Collected data entries:
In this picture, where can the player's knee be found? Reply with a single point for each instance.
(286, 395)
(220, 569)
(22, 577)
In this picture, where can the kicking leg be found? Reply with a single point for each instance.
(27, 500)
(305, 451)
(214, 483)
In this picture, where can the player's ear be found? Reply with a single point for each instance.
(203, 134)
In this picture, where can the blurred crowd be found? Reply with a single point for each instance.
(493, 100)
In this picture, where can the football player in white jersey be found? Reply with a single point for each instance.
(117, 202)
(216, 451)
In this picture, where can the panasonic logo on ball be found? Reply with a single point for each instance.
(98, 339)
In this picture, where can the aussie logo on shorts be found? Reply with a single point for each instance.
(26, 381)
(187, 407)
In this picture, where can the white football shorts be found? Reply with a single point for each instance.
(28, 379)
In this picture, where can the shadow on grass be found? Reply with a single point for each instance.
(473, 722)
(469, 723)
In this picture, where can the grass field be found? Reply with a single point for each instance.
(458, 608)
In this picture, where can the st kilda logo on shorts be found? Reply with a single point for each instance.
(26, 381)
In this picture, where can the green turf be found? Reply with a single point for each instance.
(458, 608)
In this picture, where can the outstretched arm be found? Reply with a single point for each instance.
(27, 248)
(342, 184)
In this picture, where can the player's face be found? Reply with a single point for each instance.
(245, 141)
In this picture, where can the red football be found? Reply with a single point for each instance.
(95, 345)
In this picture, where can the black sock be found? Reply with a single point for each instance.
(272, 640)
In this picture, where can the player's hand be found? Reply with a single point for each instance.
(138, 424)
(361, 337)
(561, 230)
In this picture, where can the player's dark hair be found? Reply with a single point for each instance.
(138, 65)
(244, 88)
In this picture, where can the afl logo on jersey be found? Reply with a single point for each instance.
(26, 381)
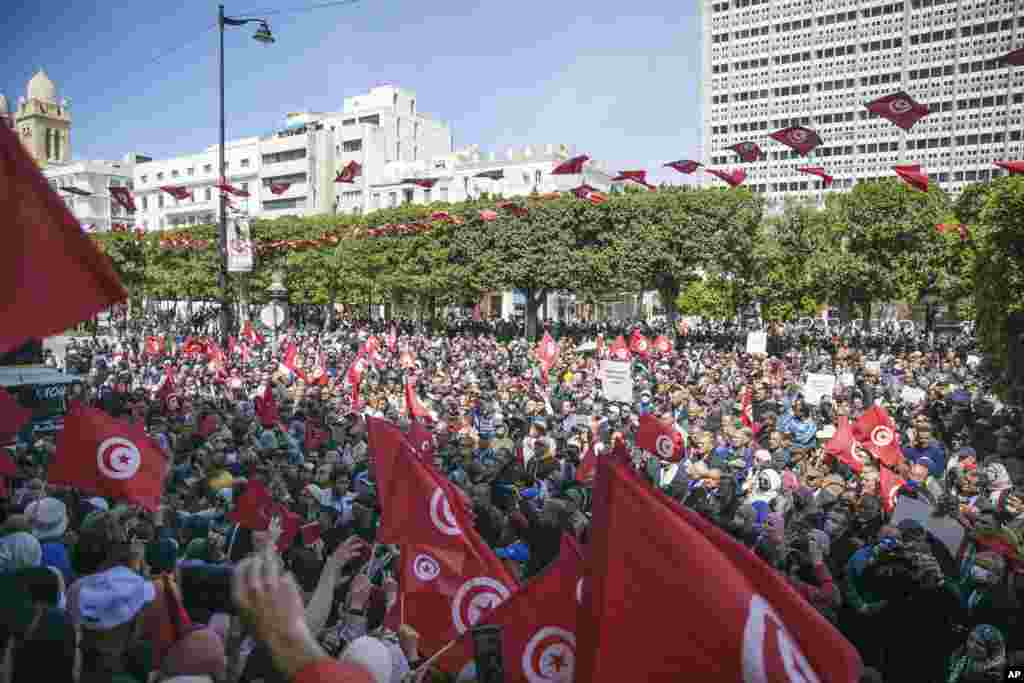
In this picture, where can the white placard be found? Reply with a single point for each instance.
(816, 386)
(946, 529)
(617, 380)
(911, 395)
(757, 342)
(240, 246)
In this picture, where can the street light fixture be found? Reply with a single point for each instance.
(263, 36)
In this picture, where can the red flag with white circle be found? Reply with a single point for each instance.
(107, 457)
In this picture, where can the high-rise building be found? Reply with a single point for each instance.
(773, 63)
(292, 170)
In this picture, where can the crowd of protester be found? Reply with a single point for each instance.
(97, 590)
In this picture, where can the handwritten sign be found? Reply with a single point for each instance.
(912, 395)
(757, 342)
(617, 381)
(818, 385)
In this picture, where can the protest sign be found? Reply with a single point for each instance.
(757, 342)
(818, 385)
(911, 395)
(617, 380)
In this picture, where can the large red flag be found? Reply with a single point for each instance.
(890, 484)
(878, 432)
(422, 440)
(819, 171)
(51, 270)
(539, 624)
(571, 167)
(316, 435)
(619, 350)
(912, 175)
(841, 444)
(12, 416)
(733, 178)
(749, 152)
(684, 165)
(1014, 167)
(266, 408)
(898, 108)
(107, 457)
(250, 335)
(256, 508)
(659, 438)
(720, 614)
(451, 578)
(799, 138)
(414, 409)
(547, 352)
(354, 374)
(392, 340)
(639, 344)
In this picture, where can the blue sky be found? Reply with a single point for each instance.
(623, 89)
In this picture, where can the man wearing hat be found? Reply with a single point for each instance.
(48, 518)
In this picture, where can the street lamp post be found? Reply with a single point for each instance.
(264, 36)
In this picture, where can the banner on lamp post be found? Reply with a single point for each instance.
(240, 246)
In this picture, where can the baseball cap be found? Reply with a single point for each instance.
(105, 600)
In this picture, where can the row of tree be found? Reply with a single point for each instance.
(704, 251)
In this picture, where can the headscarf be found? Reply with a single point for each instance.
(19, 551)
(993, 664)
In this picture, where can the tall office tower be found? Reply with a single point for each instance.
(773, 63)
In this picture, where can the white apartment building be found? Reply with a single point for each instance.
(157, 210)
(381, 127)
(84, 185)
(772, 63)
(468, 173)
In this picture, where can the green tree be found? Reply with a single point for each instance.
(708, 298)
(888, 245)
(998, 268)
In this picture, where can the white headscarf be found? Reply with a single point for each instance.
(19, 551)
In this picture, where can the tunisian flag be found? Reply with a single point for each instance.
(619, 350)
(733, 178)
(266, 408)
(538, 623)
(110, 458)
(749, 152)
(890, 484)
(59, 276)
(819, 171)
(841, 445)
(720, 614)
(913, 176)
(877, 431)
(414, 409)
(803, 140)
(451, 579)
(659, 438)
(899, 108)
(250, 335)
(422, 440)
(639, 344)
(547, 353)
(354, 374)
(256, 508)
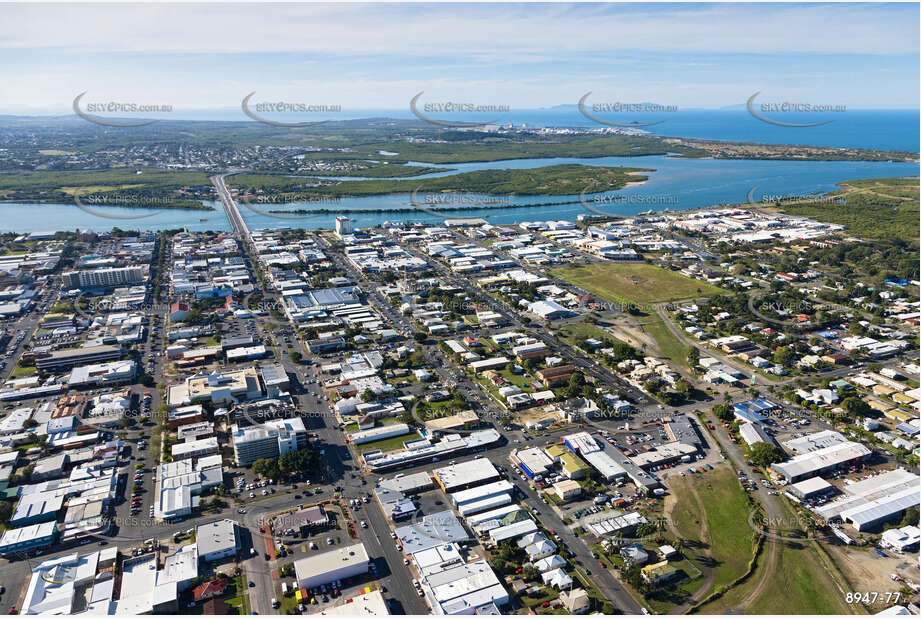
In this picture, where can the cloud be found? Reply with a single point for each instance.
(480, 31)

What you are asked to do: Apart from the pictures, all of the data must be duplicated exactly as shown above.

Problem solution:
In this picture, where can the player's knee be found? Reply with a single point for each instance.
(286, 395)
(220, 569)
(22, 577)
In this picture, where can the kicking leg be found? Reply with a single point for each instance.
(27, 500)
(305, 451)
(214, 483)
In this picture, where can the player's ear be found? Reply with a single point for each instance.
(203, 134)
In this picture, where can the blurred crowd be found? Reply with a single point for each instance.
(493, 100)
In this picture, where can the football player in white jersey be found? Reply with a single point for each instance.
(117, 202)
(216, 451)
In this picture, where can the panasonic logo on ball be found? Reply with a single point for each instance.
(98, 339)
In this picture, where can the aussie logo on shorts be found? Reply with a single point for each instance.
(26, 381)
(187, 407)
In this picture, where can the white football shorts be found? Reply with a single point for each instance.
(28, 379)
In this picture, where can the shadow on grass be found? Reply with a single point for each instance.
(473, 722)
(469, 723)
In this picture, where can the grass field be found? Reply with a single point for each instance.
(458, 608)
In this picture, where can the st kilda logo on shorts be found? Reply with a single point for each instance.
(26, 381)
In this picture, where can the green turf be found? Reply with a single point for each instance.
(458, 608)
In this picture, where can the outstretched arm be found? Reply with a single point for each instance.
(27, 248)
(342, 184)
In this picture, where can the player's face be found? Reply with a single point for each instance.
(245, 141)
In this picture, where can the red football be found? Reply with a single point for each instance.
(95, 345)
In this picture, where can the black sock be found? Reply with a single point for each instance.
(272, 640)
In this picture, where can the player's hand be found? Reply with a single point for each instance.
(138, 424)
(361, 337)
(561, 230)
In this picture, where can the player's dark hair be found? Reply with a single point for each instance.
(138, 65)
(244, 88)
In this picture, where can the afl logo on jersey be found? Reply with a single point for each instance.
(26, 381)
In this picture, where can the white placard be found? Reply with a single point for each instance.
(816, 386)
(946, 529)
(617, 380)
(911, 395)
(757, 342)
(240, 246)
In this picture, where can the street light fixture be found? Reply with a single point for each instance.
(263, 36)
In this picture, where can the red flag with white circle be found? Reply with a single point for each instance.
(107, 457)
In this picture, where can the high-rise building be found? Reply with a single point for each instance.
(773, 63)
(292, 170)
In this picture, where can the crowd of protester be found? Reply with a single point for each instance.
(97, 590)
In this picture, where can the handwritten sign be found? Reply with a single point for each instance.
(912, 395)
(757, 342)
(617, 381)
(818, 385)
In this picture, where can the protest sign be found? Reply with a single point for each instance.
(757, 342)
(818, 385)
(911, 395)
(617, 380)
In this picture, where can the large red flag be found? Reply with a single point for each instance.
(890, 484)
(878, 432)
(422, 440)
(819, 171)
(51, 270)
(539, 624)
(571, 167)
(316, 435)
(619, 350)
(912, 175)
(841, 444)
(12, 416)
(733, 178)
(749, 152)
(684, 165)
(1014, 167)
(266, 408)
(898, 108)
(107, 457)
(250, 335)
(256, 508)
(659, 438)
(720, 614)
(451, 578)
(799, 138)
(414, 409)
(547, 352)
(354, 374)
(392, 340)
(639, 344)
In this picture, where can the blue sky be found? Reply with a single point for each instance.
(623, 89)
In this picture, where can the man wearing hat be found? Reply with a single point for each instance.
(48, 518)
In this picture, where can the street lamp post be found? Reply with a single point for each instance.
(264, 36)
In this picture, where can the banner on lamp post be found? Reply with a single point for each instance.
(240, 246)
In this picture, where can the baseball cap be found? Reply with a single point for each instance.
(105, 600)
In this picture, where can the row of tree be found? Reply with a single point for each instance.
(704, 251)
In this picture, where can the headscarf be found? Reply with a single point for each instance.
(19, 551)
(993, 664)
In this picture, where can the tall office tower be found? Reply with a single point for each instance.
(773, 63)
In this picture, where can the white apartment building be found? Reply with a single point for each instance.
(157, 210)
(381, 127)
(84, 185)
(772, 63)
(468, 173)
In this picture, where can the green tree be found? Reply with a single point for each instance.
(708, 298)
(888, 245)
(998, 268)
In this picture, where can the white headscarf be found? Reply with a single point for each instance.
(19, 551)
In this picture, where can the tunisian flag be found? Reply with a single point for each instance.
(619, 350)
(733, 178)
(266, 408)
(538, 623)
(110, 458)
(749, 152)
(890, 484)
(59, 276)
(819, 171)
(841, 445)
(720, 614)
(913, 176)
(877, 431)
(414, 409)
(803, 140)
(451, 579)
(659, 438)
(899, 108)
(250, 335)
(422, 440)
(639, 344)
(547, 353)
(354, 374)
(256, 508)
In this picture, where can the cloud be found? Reply with a single point for each instance.
(480, 31)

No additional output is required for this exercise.